| Exercise prompt |
Rewrite every line from the one containing "Note: for this drill, pin each instance of the long-handled" down to the end of the entries, including the lines that carry no coordinates. Shift each coordinate by adding 34 to both of its numbers.

| Records supplied |

((

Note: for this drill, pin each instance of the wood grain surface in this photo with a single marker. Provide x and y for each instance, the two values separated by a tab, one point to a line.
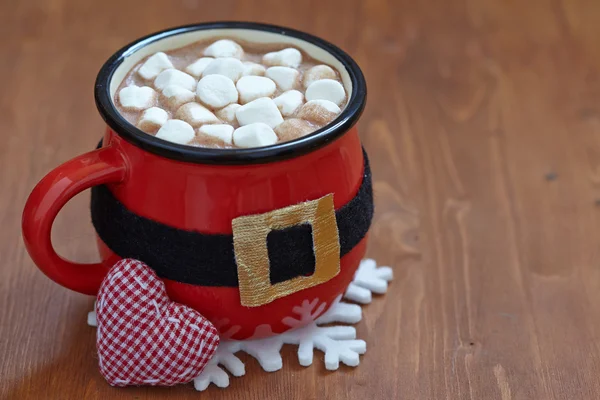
483	127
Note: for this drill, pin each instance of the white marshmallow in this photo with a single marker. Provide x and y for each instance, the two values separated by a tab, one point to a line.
254	135
196	115
174	77
284	77
253	87
326	89
289	102
197	67
176	131
316	73
224	48
251	68
260	110
223	132
319	111
216	91
152	119
287	57
293	128
229	67
177	95
154	65
227	114
137	98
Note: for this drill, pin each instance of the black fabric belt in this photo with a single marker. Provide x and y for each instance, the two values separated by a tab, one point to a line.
208	259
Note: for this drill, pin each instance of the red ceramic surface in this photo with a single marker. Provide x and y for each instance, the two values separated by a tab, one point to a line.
199	197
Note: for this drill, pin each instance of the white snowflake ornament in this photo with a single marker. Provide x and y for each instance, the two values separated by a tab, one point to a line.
337	342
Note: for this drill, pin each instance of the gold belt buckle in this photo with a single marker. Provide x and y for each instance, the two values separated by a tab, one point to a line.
252	256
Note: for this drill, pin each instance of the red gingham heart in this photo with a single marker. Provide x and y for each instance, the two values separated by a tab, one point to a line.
145	339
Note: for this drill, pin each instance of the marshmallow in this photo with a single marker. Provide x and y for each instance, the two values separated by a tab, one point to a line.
137	98
216	91
326	89
227	114
319	111
224	48
154	65
251	68
176	96
318	72
284	77
196	115
253	87
152	119
197	67
289	102
260	110
286	57
229	67
223	132
176	131
174	77
293	128
254	135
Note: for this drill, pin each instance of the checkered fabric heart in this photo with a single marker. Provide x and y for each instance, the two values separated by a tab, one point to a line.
145	339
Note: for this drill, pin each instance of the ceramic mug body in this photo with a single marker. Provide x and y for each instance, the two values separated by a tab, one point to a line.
203	190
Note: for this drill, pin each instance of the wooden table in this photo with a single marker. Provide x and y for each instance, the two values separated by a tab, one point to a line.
483	126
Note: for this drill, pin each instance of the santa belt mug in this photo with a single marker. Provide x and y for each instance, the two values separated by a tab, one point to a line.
241	235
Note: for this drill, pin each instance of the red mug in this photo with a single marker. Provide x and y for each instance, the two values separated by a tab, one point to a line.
176	205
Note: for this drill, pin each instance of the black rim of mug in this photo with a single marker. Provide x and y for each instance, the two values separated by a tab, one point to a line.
277	152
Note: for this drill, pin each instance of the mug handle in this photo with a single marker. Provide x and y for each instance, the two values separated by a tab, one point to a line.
101	166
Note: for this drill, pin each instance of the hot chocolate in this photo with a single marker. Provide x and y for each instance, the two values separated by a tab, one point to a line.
230	94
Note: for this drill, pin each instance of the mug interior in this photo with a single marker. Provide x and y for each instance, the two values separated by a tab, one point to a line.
116	68
244	35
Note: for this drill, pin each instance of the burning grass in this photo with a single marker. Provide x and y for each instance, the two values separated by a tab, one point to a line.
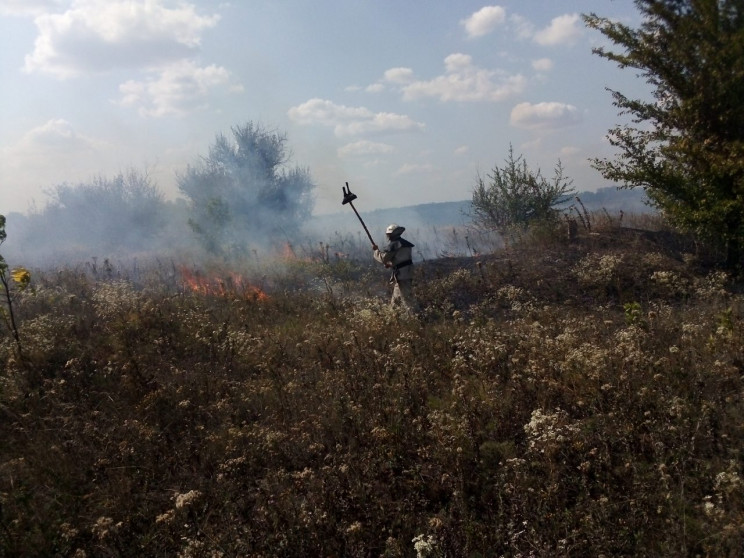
561	400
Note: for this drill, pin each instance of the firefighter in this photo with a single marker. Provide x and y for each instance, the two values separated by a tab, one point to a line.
396	255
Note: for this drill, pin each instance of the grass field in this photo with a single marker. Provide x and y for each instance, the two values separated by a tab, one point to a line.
552	398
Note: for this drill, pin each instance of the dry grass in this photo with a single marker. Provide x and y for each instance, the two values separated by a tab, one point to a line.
552	399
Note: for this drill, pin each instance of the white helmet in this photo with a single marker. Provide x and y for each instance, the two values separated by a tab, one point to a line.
394	230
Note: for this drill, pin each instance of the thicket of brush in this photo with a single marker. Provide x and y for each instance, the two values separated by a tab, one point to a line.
553	399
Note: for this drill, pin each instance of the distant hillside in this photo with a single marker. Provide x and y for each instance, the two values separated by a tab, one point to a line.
452	214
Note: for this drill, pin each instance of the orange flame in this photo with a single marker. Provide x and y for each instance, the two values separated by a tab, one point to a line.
234	285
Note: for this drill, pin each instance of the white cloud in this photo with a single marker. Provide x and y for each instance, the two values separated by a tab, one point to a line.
544	115
484	21
55	135
399	75
542	64
28	8
350	121
99	35
364	147
522	26
411	168
51	153
569	151
562	29
462	81
176	90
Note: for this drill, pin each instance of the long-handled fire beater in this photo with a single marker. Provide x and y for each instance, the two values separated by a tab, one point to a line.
349	197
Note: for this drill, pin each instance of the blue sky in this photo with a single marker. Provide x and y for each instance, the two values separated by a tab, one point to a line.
407	101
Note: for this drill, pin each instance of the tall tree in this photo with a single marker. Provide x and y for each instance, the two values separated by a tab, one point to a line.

))

| The reply |
Note: for this drill, pin each instance of the long-handled fire beater in this photo with a single marker. Provide x and y for each instance, the two values separated by a tab, one point to a line.
383	231
Note: for this drill, pin each instance of the blue sky in this photo with a single marker. Provide x and y for each instance, the two values separated by a tab, one point to a line.
441	135
Note: for this drill, pin each instance of the tall tree in this photo with a single marker. Provide x and y for each instance, the two values separated by a tab, one point to a line.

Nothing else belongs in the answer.